Retraining triggers
Why this matters
Models degrade in production when data shifts. Without retraining triggers, you deploy once and hope it stays accurate. Triggers let you catch drift early, retrain automatically, and keep models relevant. Without them, you're manually monitoring dashboards and guessing when to retrain.
Explanation
A retraining trigger is a decision rule that says 'now is the time to retrain.' It monitors one or more signals: data drift, model performance drop, time elapsed, or new data volume: and fires when a threshold is crossed. The trigger then kicks off a pipeline: fetch new data, retrain, validate, and push to registry. In MLflow + DVC, triggers live in your orchestration layer (Airflow, GitHub Actions, cron). DVC tracks which data version went into which model. MLflow logs the retrain run. Together, they let you trace back: 'why did this model retrain on March 15th?' and 'what data did it use?'. The trigger itself is usually a simple conditional check in your orchestrator that examines metrics (like accuracy drop) or signals (like 'new data arrived'). You define thresholds in config files or environment variables so non-engineers can adjust sensitivity without touching code.
Configuration
name: Retrain on Data Drift
on:
schedule:
- cron: '0 2 * * 1' # Every Monday at 2 AM UTC
workflow_dispatch: # Manual trigger
jobs:
check-drift:
runs-on: ubuntu-22.04
steps:
- uses: actions/checkout@v4
- name: Set up Python
uses: actions/setup-python@v4
with:
python-version: '3.11'
- name: Install dependencies
run: |
pip install --upgrade pip
pip install mlflow dvc pandas scikit-learn
- name: Check for data drift
run: |
python3 << 'EOF'
import json
import subprocess
from sklearn.utils.validation import check_array
import pandas as pd
metrics_file = 'metrics.json'
try:
with open(metrics_file, 'r') as f:
metrics = json.load(f)
except FileNotFoundError:
metrics = {'accuracy': 1.0}
threshold = 0.85
if metrics.get('accuracy', 1.0) < threshold:
print('DATA_DRIFT_DETECTED=true')
else:
print('DATA_DRIFT_DETECTED=false')
EOF
id: drift_check
- name: Trigger retraining pipeline
if: steps.drift_check.outputs.DATA_DRIFT_DETECTED == 'true'
run: |
dvc repro
- name: Push updated model to DVC remote
if: steps.drift_check.outputs.DATA_DRIFT_DETECTED == 'true'
run: |
dvc push
- name: Log retrain event to MLflow
if: steps.drift_check.outputs.DATA_DRIFT_DETECTED == 'true'
run: |
python3 << 'EOF'
import mlflow
mlflow.set_tracking_uri('http://localhost:5000')
with mlflow.start_run(run_name='retrain_trigger_drift'):
mlflow.log_param('trigger_type', 'data_drift')
mlflow.log_param('threshold', 0.85)
mlflow.log_metric('accuracy_before', metrics.get('accuracy', 1.0))
EOF Why this order?
Schedule comes first (defines when to run). The check-drift step must complete before the conditional trigger. Outputs from drift_check must be available to downstream conditional steps (if: conditions). The push to DVC and MLflow logging happen last so you only log successful retrains.

TASK 1:
Answer these from the page on retraining triggers:
(a) What accuracy threshold does the drift check compare against?
(b) Which three tools does the explanation give as places where triggers live?
(c) Why do the DVC push and the MLflow logging come last?
TASK 2: Extract the passage of the retraining-triggers page from "EOF Why this" up to and including "log successful retrains.", copying it without any change.
TASK 3: Extend the page on retraining triggers past the final sentence it shows.

Records from a dataset
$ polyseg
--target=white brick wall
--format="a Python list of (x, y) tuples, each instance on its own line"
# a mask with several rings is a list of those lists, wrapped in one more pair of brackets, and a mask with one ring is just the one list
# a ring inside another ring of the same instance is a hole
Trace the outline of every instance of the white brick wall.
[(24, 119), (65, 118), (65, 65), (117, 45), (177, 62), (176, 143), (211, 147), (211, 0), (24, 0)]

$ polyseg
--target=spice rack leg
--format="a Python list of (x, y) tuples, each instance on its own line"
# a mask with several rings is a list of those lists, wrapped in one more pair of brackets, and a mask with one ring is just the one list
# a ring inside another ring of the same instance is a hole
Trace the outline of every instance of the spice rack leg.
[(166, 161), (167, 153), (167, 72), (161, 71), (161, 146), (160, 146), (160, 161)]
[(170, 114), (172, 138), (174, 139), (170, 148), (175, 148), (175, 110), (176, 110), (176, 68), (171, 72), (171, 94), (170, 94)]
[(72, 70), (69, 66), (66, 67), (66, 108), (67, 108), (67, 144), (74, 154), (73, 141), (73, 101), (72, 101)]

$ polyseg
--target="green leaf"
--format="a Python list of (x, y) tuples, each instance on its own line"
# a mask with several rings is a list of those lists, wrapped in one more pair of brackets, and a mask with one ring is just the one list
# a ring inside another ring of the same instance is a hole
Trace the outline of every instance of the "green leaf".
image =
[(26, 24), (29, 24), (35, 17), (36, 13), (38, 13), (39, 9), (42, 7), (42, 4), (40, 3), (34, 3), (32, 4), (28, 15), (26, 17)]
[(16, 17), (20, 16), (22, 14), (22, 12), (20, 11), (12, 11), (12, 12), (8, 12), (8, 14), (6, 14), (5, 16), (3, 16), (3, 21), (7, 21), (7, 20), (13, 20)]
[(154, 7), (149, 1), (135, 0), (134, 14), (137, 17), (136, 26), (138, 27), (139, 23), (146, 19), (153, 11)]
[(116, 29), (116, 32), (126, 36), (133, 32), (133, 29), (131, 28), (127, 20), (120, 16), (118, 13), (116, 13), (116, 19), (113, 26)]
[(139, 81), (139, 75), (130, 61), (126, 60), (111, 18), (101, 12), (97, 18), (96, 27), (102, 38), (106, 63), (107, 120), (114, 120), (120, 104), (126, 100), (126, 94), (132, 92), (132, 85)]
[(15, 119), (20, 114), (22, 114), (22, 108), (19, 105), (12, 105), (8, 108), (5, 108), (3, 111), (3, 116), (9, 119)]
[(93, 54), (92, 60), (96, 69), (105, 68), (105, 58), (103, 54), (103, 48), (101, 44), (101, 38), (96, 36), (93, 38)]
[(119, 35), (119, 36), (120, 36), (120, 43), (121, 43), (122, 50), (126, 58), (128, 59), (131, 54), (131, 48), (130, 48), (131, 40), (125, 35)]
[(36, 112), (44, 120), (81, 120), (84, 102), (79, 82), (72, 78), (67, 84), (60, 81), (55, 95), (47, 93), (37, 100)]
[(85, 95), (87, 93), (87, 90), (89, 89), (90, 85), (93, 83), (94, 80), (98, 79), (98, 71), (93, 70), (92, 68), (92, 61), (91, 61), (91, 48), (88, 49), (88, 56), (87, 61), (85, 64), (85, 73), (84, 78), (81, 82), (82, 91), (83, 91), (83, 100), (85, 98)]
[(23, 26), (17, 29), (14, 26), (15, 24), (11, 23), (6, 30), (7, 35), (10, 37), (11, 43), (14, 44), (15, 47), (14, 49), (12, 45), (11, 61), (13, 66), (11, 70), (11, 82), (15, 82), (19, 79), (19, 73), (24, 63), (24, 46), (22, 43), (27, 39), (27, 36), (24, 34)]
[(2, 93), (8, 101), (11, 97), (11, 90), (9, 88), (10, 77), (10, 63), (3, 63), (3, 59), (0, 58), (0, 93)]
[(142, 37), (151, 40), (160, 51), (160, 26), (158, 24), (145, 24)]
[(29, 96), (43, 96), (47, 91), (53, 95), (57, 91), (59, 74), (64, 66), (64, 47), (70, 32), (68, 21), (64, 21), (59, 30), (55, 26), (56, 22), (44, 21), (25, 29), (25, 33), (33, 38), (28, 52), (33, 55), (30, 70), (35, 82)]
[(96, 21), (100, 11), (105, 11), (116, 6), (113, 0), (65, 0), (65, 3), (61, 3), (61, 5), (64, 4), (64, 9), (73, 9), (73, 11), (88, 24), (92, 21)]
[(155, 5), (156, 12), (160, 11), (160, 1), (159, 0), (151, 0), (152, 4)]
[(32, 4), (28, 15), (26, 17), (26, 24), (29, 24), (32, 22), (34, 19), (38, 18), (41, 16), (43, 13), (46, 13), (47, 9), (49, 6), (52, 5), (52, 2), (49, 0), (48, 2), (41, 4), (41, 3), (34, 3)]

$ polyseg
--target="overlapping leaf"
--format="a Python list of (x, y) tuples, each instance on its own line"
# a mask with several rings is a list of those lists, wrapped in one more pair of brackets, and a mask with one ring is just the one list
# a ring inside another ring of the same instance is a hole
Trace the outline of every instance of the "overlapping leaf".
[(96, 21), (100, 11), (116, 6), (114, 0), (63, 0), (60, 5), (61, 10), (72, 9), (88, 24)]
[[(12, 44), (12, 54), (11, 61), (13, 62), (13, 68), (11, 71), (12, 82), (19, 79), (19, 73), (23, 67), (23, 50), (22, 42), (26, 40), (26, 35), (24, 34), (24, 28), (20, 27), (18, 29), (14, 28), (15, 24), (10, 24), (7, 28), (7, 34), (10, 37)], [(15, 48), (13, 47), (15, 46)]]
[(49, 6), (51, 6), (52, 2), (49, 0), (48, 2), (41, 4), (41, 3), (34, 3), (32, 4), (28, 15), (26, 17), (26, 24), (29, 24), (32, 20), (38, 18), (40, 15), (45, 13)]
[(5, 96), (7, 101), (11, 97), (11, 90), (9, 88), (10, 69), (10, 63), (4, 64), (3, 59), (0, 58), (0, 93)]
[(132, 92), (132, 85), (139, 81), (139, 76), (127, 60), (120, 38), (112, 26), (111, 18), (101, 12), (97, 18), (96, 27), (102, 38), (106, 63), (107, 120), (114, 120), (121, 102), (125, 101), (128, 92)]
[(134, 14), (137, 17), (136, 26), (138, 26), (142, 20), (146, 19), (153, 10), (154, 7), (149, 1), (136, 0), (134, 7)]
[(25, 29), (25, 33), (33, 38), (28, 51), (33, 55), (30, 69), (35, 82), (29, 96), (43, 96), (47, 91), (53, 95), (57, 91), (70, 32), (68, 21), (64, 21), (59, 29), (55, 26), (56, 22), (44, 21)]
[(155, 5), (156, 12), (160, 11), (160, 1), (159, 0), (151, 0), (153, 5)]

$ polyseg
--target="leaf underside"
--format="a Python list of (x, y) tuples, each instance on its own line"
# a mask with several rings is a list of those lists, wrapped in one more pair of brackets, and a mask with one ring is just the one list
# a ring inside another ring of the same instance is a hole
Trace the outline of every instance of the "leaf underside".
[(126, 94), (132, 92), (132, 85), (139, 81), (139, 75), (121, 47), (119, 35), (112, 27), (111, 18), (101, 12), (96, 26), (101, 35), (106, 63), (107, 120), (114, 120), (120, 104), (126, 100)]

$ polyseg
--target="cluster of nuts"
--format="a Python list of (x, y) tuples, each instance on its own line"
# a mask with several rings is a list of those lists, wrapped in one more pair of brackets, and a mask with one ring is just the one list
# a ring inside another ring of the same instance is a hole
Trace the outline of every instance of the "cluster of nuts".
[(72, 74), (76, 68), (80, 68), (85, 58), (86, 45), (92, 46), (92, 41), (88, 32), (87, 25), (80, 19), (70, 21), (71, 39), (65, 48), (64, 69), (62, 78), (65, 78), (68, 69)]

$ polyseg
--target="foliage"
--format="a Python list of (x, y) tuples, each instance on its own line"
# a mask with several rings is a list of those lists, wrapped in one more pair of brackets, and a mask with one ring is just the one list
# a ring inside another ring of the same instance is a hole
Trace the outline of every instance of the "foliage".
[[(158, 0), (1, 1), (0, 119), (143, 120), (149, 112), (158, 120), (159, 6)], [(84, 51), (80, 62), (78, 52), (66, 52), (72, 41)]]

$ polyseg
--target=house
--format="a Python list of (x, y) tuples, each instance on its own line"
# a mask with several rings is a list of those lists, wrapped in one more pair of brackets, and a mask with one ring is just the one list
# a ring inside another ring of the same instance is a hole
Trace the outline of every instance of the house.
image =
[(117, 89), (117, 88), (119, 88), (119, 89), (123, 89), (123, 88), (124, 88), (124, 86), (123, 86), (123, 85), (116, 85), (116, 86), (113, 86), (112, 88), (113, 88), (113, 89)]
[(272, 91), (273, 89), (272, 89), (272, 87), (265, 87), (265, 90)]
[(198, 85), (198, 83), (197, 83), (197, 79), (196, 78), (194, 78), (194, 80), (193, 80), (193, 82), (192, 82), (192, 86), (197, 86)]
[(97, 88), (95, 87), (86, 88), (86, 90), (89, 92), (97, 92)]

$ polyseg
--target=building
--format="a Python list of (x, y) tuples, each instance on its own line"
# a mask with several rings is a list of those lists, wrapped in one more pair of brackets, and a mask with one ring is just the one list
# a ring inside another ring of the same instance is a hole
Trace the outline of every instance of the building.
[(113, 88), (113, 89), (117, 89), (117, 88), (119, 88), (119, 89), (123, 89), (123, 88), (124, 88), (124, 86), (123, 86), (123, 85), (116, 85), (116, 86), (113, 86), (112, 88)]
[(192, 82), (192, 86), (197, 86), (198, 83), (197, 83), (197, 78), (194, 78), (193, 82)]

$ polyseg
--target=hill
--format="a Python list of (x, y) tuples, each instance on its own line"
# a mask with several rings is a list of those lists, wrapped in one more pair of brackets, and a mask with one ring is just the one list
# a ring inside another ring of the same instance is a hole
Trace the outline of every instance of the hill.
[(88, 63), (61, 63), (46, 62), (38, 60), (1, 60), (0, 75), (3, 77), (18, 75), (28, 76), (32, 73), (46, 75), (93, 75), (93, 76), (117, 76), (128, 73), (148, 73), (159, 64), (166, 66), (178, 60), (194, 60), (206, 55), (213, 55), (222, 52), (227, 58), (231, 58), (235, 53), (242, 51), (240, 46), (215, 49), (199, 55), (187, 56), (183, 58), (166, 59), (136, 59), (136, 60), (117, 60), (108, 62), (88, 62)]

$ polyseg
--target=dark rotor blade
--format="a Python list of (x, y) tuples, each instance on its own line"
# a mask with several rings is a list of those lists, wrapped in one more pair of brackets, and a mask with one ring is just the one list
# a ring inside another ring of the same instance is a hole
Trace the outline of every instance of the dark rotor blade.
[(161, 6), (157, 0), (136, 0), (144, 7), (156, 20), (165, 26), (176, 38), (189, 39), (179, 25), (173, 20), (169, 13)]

TASK RESULT 1:
(a) 0.85
(b) Airflow, GitHub Actions, and cron
(c) So that only successful retrains are logged

TASK RESULT 2:
EOF Why this order?
Schedule comes first (defines when to run). The check-drift step must complete before the conditional trigger. Outputs from drift_check must be available to downstream conditional steps (if: conditions). The push to DVC and MLflow logging happen last so you only log successful retrains.

TASK RESULT 3:
Wrong vs Right
name: Bad Retraining
on:
push:
branches:
- main
jobs:
retrain:
runs-on: ubuntu-22.04
steps:
- uses: actions/checkout@v4
- run: dvc repro
- run: dvc push This triggers on every commit, even if data hasn't changed. It wastes compute, floods MLflow with redundant runs, and creates merge conflicts in dvc.lock. The correct approach: check a metric or drift signal first, only trigger if threshold is crossed. Use schedule + conditional, or webhook listening to data arrival events. Tool vitals
dvc dag (visualize pipeline), airflow trigger_dag (manual), or GitHub Actions workflow_run event (automatic) dvc.yaml (pipeline definition), .github/workflows/*.yml (CI/CD triggers), or airflow DAG Python file dvc dag && dvc repro --dry Integration notes
DVC tracks which data commit was used in the retraining run via dvc.lock and dvc push. MLflow records the retrain as a new experiment run with tags like 'trigger_type: drift'. Together: you can query MLflow ('show me all retrain runs triggered by drift in the last 30 days') and trace them back to data versions in DVC. This is your audit trail.
Migration path
If you outgrow cron + GitHub Actions, move to Apache Airflow (DAGs with rich scheduling) or Kubernetes CronJobs (for containerized workflows). The trigger logic stays the same; only the orchestrator changes. DVC and MLflow don't care how the trigger fires: they only log the result.
Common gotcha
Output variables in GitHub Actions steps don't automatically propagate across steps. You must echo them to $GITHUB_OUTPUT and reference them as steps.
Team adoption
Ship a template workflow in your repo under .github/workflows/retrain.yml. Add a metrics.json file with baseline values to version control. Document the threshold in a README: 'Retrains when accuracy drops below 0.85.' Use branch protection to prevent direct pushes to main: all retrains go through the workflow. Add a #ml-ops Slack notification in the workflow so the team sees when retrains fire. This builds confidence that the system is working.
Experienced dev note
Most teams hardcode thresholds in Python (accuracy < 0.85). The single biggest mistake: they forget to update the threshold when the baseline model improves. Use a reference run in MLflow (tagged 'baseline') and calculate the threshold dynamically: 'retrain if current accuracy drops >5% from baseline.' This survives model improvements without code changes.
Check your understanding
Why is the 'Check for data drift' step mandatory even if you want to retrain every Monday? What breaks if you skip it and run dvc repro unconditionally on schedule?
Show answer hint
Without the check, you retrain even when data hasn't changed. This creates identical models (wasting compute), pollutes your run history, and makes it impossible to correlate retrains with actual data changes. The check lets you retrain only when needed and leaves a clean audit trail.